* Tugas Latihan Ini
a) Menurut petikan teks, apa penyebab memudarnya solidaritas negara-negara Arab dalam mendukung Palestina? Jelaskan dalam satu sampai tiga kalimat.
b) Dalam petikan teks, berapa anak-anak yang termasuk dalam jumlah korban tewas di Jalur Gaza per 15 November 2023?

* Petikan Teks
Baca berita tanpa iklan. Gabung Kompas.com+
Salin Artikel

Kenapa Negara-Negara Arab Tidak Membantu Palestina?

Menyusul serangan rudal kelompok perlawanan Hamas pada 7 Oktober 2023, Israel langsung menyatakan perang dan membombardir Jalur Gaza.

Serangan Israel tidak hanya dijatuhkan di titik yang diperkirakan sebagai markas Hamas, tetapi juga di area pengungsian dan rumah sakit.

Pada 15 November 2023, Kementerian Kesehatan yang dikelola Hamas di Gaza mengatakan jumlah korban tewas di Jalur Gaza selama 40 hari terakhir mencapai 11.500 orang, termasuk 4.710 anak-anak.

Agresi Israel terhadap warga sipil Palestina di Gaza mendapat kecaman dari banyak negara, termasuk negara-negara Arab.

Namun, kecaman negara-negara Arab dinilai tidak ada artinya tanpa ada aksi yang lebih nyata untuk membantu Palestina.

Lantas, mengapa negara-negara Arab tidak membantu Palestina?

Sebab lembeknya dukungan negara Arab untuk Palestina

Melansir Al Jazeera, Israel percaya bahwa negara-negara Arab saat ini sudah terpecah-belah, sehingga sulit menghasilkan keputusan tegas untuk bertindak membantu Palestina secara memadai.

Pudarnya solidaritas dalam mendukung Palestina tidak lain disebabkan oleh kepentingan politik dan ekonomi negara-negara Arab dengan Amerika Serikat (AS), sekutu utama Israel.

Bahkan per tahun 2020, sebanyak enam negara Arab tercatat telah menormalisasi hubungannya dengan Israel.

Label titik objek
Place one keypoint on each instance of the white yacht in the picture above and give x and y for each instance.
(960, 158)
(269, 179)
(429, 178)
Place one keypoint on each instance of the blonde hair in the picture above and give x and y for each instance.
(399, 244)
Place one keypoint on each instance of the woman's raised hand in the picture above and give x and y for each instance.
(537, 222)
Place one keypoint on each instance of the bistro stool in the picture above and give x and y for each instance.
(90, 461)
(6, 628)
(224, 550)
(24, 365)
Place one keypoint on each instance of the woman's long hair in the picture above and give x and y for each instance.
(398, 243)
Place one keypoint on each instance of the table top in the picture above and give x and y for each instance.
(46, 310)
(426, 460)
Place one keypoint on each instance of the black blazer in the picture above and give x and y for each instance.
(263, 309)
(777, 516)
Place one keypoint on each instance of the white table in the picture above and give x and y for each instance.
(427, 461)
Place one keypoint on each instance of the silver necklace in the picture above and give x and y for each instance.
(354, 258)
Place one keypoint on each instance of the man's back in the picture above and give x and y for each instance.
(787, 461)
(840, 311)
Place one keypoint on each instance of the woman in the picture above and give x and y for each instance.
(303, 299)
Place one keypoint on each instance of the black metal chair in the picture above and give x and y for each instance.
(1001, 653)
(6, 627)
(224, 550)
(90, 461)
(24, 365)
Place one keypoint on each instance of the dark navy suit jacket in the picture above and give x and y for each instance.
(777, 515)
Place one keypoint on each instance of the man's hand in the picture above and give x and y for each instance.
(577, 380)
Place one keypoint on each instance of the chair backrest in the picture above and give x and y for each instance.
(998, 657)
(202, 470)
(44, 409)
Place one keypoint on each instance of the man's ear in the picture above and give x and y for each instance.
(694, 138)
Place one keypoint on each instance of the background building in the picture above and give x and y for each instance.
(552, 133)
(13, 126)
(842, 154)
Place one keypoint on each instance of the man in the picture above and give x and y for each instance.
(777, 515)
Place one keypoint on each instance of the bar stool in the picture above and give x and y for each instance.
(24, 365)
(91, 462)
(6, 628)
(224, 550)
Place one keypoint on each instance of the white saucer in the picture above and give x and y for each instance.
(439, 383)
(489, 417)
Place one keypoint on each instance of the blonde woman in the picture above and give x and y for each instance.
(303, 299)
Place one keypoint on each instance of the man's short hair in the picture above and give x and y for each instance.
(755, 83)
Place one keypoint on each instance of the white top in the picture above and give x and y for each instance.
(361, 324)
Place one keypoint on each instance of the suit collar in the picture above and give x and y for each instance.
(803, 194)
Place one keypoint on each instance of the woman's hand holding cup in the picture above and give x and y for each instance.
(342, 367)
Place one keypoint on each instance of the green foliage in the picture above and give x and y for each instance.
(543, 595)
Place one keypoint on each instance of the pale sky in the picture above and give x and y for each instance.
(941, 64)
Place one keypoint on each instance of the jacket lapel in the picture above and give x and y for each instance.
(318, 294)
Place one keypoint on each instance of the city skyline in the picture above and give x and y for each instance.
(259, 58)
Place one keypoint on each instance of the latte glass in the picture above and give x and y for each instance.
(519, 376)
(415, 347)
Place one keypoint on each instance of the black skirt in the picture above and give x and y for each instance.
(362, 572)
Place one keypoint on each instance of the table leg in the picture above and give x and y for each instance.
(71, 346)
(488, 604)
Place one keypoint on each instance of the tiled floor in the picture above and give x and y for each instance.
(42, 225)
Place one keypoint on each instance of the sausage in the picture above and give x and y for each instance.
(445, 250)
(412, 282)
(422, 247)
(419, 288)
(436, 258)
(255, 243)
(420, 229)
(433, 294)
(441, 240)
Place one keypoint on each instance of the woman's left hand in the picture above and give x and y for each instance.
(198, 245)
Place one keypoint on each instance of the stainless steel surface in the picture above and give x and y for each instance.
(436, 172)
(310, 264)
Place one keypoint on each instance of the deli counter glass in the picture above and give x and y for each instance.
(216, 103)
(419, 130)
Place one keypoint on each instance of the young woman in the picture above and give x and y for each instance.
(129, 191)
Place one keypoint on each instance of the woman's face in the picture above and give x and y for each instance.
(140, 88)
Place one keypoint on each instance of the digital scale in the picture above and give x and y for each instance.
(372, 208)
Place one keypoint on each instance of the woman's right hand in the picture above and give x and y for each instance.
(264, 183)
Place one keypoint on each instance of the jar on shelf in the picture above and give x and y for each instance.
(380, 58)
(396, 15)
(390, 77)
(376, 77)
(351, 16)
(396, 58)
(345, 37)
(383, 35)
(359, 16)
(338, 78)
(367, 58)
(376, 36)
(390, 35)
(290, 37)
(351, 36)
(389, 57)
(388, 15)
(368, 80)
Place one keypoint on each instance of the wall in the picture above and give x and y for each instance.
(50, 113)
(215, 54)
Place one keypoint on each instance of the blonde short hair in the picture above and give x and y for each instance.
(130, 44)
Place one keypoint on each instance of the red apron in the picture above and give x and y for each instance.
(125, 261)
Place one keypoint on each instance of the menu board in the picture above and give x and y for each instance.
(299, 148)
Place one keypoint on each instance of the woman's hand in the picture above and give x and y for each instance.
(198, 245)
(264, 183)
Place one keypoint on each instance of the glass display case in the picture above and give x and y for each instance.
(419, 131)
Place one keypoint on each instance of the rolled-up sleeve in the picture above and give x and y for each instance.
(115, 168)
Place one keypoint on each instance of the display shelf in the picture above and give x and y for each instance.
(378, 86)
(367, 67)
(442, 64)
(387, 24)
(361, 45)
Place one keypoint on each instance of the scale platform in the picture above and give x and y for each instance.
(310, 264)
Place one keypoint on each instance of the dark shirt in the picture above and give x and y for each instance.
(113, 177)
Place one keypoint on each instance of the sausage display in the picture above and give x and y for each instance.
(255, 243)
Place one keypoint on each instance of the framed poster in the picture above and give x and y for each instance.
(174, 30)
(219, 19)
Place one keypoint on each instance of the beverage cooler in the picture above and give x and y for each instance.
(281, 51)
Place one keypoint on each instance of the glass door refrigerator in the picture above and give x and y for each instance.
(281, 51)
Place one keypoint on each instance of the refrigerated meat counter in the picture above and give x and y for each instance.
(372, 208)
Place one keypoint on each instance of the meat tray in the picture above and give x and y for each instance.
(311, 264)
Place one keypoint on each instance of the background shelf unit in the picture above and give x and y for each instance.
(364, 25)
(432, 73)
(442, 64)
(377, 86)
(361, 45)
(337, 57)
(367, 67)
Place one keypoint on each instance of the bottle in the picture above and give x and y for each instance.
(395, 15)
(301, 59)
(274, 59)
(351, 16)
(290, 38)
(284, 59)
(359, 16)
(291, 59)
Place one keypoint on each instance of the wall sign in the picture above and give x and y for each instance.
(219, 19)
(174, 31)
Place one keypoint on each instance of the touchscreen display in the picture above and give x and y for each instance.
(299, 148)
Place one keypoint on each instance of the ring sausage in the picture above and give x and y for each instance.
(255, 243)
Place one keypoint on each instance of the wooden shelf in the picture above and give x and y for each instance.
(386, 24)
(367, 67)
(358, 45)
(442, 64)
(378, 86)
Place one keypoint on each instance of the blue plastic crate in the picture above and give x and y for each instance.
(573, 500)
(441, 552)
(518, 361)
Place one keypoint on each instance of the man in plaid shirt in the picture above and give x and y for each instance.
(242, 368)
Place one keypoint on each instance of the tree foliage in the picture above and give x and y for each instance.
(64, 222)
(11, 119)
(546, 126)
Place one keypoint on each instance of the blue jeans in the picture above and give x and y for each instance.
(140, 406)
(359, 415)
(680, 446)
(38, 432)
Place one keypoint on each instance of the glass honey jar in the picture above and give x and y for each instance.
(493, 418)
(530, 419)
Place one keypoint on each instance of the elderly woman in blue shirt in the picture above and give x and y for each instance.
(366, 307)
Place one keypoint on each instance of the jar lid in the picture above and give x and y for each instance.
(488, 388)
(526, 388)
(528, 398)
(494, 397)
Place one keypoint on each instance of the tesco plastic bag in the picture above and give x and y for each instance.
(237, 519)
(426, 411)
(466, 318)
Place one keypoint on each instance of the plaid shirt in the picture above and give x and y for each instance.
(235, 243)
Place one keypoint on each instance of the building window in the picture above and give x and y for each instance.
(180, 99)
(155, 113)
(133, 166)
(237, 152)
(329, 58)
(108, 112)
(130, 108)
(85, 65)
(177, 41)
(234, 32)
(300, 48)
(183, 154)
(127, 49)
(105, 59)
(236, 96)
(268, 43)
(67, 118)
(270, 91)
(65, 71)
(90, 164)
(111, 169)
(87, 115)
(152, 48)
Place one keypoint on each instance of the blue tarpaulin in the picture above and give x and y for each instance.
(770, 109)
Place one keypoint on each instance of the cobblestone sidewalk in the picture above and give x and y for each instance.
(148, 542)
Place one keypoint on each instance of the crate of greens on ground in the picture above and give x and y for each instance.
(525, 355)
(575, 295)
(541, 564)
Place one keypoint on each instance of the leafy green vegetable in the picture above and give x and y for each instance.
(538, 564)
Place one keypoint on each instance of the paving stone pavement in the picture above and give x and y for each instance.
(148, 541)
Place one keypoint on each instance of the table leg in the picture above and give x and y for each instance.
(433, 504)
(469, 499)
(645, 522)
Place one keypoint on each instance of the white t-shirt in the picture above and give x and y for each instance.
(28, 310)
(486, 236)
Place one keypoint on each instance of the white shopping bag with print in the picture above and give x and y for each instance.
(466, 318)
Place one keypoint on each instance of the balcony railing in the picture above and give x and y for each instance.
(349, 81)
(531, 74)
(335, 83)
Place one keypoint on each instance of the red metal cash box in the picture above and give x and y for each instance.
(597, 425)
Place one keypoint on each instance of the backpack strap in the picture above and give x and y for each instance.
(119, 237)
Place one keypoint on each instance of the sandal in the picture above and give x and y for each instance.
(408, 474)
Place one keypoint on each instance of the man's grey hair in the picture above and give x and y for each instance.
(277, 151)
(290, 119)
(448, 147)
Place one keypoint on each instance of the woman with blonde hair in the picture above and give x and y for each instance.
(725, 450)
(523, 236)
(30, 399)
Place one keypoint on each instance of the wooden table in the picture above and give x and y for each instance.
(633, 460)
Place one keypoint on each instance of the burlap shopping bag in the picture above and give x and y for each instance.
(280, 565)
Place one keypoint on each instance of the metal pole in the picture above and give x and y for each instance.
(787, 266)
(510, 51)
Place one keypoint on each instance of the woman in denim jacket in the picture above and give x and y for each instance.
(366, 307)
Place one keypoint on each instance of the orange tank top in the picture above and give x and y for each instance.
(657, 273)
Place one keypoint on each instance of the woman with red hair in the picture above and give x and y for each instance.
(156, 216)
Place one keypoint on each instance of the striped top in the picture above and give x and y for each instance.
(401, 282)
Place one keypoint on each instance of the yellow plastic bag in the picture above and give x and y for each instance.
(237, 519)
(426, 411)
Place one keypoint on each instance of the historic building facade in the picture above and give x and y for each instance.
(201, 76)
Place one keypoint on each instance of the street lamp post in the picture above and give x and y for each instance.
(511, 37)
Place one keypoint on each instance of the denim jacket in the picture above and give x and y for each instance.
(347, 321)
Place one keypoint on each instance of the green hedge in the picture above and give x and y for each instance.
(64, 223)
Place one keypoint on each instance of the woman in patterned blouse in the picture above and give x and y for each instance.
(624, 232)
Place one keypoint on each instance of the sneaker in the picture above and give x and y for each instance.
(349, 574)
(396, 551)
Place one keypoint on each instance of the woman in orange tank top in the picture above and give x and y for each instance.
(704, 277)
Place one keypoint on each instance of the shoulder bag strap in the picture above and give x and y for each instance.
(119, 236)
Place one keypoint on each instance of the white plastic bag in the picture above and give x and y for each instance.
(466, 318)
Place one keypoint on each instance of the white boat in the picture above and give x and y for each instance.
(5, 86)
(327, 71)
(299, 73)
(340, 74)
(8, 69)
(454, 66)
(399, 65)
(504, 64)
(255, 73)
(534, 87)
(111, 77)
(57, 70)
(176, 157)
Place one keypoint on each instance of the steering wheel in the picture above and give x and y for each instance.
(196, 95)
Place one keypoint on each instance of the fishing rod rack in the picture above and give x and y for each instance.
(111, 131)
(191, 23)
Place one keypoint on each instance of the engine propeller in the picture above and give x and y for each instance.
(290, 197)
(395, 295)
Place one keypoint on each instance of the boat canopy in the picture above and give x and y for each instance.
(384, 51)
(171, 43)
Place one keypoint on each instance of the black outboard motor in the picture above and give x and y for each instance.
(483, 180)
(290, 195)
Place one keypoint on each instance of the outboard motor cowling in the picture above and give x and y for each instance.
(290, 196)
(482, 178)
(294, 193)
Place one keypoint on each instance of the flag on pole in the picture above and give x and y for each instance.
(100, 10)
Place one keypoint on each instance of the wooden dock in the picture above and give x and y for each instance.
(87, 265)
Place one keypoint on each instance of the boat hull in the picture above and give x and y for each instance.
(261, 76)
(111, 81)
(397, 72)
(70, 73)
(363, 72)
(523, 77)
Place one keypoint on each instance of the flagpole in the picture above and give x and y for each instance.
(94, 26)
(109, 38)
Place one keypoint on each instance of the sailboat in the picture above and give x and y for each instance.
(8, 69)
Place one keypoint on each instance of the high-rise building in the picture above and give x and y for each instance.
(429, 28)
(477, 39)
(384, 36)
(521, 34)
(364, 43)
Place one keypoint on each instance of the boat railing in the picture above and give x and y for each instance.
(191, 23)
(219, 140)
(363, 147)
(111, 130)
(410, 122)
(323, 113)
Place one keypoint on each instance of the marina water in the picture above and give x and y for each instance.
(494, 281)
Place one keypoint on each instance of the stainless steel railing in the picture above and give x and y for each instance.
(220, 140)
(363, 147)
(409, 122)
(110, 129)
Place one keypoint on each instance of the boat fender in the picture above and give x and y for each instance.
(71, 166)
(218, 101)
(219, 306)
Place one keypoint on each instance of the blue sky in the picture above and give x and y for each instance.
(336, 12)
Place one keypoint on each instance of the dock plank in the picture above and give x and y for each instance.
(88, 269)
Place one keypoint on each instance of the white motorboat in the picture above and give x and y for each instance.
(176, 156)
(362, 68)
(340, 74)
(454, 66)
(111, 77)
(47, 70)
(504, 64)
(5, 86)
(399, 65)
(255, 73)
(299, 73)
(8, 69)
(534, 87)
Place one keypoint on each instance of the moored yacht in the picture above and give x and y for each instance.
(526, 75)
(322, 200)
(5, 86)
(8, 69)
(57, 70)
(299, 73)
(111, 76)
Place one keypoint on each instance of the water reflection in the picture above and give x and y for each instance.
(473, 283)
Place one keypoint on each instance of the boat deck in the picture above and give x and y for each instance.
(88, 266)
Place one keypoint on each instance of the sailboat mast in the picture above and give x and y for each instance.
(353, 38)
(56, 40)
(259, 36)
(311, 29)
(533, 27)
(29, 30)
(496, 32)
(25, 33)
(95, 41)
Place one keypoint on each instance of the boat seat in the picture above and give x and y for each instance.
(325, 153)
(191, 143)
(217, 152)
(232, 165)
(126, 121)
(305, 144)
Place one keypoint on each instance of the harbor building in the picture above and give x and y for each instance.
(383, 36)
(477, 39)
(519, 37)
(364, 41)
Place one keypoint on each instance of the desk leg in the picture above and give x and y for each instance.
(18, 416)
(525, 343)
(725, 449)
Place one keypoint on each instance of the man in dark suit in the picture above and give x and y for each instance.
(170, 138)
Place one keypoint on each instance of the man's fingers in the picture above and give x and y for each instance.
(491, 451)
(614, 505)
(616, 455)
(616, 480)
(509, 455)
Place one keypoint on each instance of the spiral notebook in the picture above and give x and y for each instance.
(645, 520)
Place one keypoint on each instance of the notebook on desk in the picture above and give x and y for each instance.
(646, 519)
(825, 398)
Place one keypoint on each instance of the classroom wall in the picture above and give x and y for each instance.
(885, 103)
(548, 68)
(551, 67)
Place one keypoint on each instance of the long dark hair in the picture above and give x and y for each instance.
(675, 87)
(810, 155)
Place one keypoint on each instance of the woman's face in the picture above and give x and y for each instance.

* Hasil Tugas
a) Memudarnya solidaritas itu disebabkan oleh kepentingan politik dan ekonomi negara-negara Arab dengan Amerika Serikat, yang merupakan sekutu utama Israel.

b) 4.710 anak-anak.